• _Parts of the exercise_
(A) Answer these questions from the Ceph disk-replacement excerpt, giving one answer per line and marking each like its question:
(i) What problem with their SSD disks led the writers to replace all of them?
(ii) What must be flushed before syncing?
(iii) Which release were they running when they used the attached script?
(B) Carry on the Ceph disk-replacement excerpt, starting right after its final sentence.

• _Document excerpt_
The way Wido explained is the correct way. I won't deny, however, last
year we had problems with our SSD disks and they did not perform well.
So we decided to replace all disks. As the replacement done by Ceph
caused highload/downtime on the clients (which was the reason we wanted
to replace the disks), we did this the rsync way. We did not encounter
any problem with that.

It is very important to flush the journal before syncing and correct the
journal symlinks before starting the new disk. Also make sure you disarm
the old disk, as it has the same disk ID, you will run in a lot of
problems if you reenable that disk by accident. So yes, it is possible,
it is very dangerous, and it is not recommended,

Attached the script we used to assist with the migration. (we were on
hammer back then) I'm not sure it is the latest version we have, it
formats a disk with ceph-disk prepare command, mount it the 'ceph' way,
and then print a series of commands to manually execute. And again a big
warning, use at your own risk.

• _Entries_
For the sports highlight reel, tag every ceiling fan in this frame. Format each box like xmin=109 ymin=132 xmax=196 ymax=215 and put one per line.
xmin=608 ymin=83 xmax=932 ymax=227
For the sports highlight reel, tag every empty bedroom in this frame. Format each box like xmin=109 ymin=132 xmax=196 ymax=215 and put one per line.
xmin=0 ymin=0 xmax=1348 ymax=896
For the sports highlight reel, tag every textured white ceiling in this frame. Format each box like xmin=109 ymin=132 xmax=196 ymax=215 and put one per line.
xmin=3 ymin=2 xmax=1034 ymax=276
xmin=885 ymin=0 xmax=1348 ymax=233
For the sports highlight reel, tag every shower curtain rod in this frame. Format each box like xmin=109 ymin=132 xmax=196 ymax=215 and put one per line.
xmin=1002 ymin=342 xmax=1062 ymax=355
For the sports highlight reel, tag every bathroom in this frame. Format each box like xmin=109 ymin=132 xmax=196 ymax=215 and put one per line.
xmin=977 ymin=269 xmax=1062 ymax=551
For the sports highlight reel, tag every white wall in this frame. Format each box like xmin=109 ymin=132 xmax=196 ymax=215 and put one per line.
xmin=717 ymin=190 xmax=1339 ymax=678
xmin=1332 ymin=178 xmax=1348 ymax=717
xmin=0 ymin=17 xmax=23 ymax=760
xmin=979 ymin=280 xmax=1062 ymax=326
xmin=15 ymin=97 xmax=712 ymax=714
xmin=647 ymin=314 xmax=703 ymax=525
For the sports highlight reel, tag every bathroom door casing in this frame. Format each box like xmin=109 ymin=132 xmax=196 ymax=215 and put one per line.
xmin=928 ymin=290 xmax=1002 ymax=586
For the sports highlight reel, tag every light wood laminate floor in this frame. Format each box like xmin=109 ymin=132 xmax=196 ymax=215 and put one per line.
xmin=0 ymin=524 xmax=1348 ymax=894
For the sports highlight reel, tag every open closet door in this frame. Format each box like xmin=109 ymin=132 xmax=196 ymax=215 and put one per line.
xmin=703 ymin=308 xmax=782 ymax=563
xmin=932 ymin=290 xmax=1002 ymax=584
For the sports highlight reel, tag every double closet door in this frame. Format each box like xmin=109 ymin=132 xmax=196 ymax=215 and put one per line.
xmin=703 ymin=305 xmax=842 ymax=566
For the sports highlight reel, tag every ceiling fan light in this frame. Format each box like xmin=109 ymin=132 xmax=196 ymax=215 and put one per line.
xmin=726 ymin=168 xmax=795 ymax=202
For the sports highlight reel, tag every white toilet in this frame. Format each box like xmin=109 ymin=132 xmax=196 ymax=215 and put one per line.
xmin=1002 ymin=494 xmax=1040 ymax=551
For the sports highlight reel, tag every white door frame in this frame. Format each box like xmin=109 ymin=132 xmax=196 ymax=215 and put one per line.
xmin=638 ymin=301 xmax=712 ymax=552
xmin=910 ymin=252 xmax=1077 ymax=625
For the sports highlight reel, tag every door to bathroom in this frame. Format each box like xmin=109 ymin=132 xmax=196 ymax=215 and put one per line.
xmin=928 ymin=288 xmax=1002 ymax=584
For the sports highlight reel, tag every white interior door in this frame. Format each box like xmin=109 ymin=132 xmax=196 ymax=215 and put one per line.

• _Answers by task_
(A)
(i) The SSD disks did not perform well.
(ii) The journal.
(iii) Hammer.

(B)
regards,


mart







On 12/16/2016 09:46 PM, Brian :: wrote:
> The fact that you are all SSD I would do exactly what Wido said -
> gracefully remove the OSD and gracefully bring up the OSD on the new
> SSD.
>
> Let Ceph do what its designed to do. The rsync idea looks great on
> paper - not sure what issues you will run into in practise.
>
>
> On Fri, Dec 16, 2016 at 12:38 PM, Alessandro Brega
>  wrote:
>> 2016-12-16 10:19 GMT+01:00 Wido den Hollander :
>>>
 Op 16 december 2016 om 9:49 schreef Alessandro Brega
 :


 2016-12-16 9:33 GMT+01:00 Wido den Hollander :

>> Op 16 december 2016 om 9:26 schreef Alessandro Brega <
> alessandro.bre...@gmail.com>:
>>
>> Hi guys,
>>
>> I'm running a ceph cluster using 0.94.9-1trusty release on XFS for
>> RBD
>> only. I'd like to replace some SSDs because they are close to their
>> TBW.
>>
>> I know I can simply shutdown the OSD, replace the SSD, restart the
>> OSD
> and
>> ceph will take care of the rest. However I don't want to do it this
>> way,
>> because it leaves my cluster for the time of the rebalance/
>> backfilling
> in
>> a degraded state.
>>
>> I'm thinking about this process:
>> 1. keep old OSD running
>> 2. copy all data from current OSD folder to new OSD folder (using
>> rsync)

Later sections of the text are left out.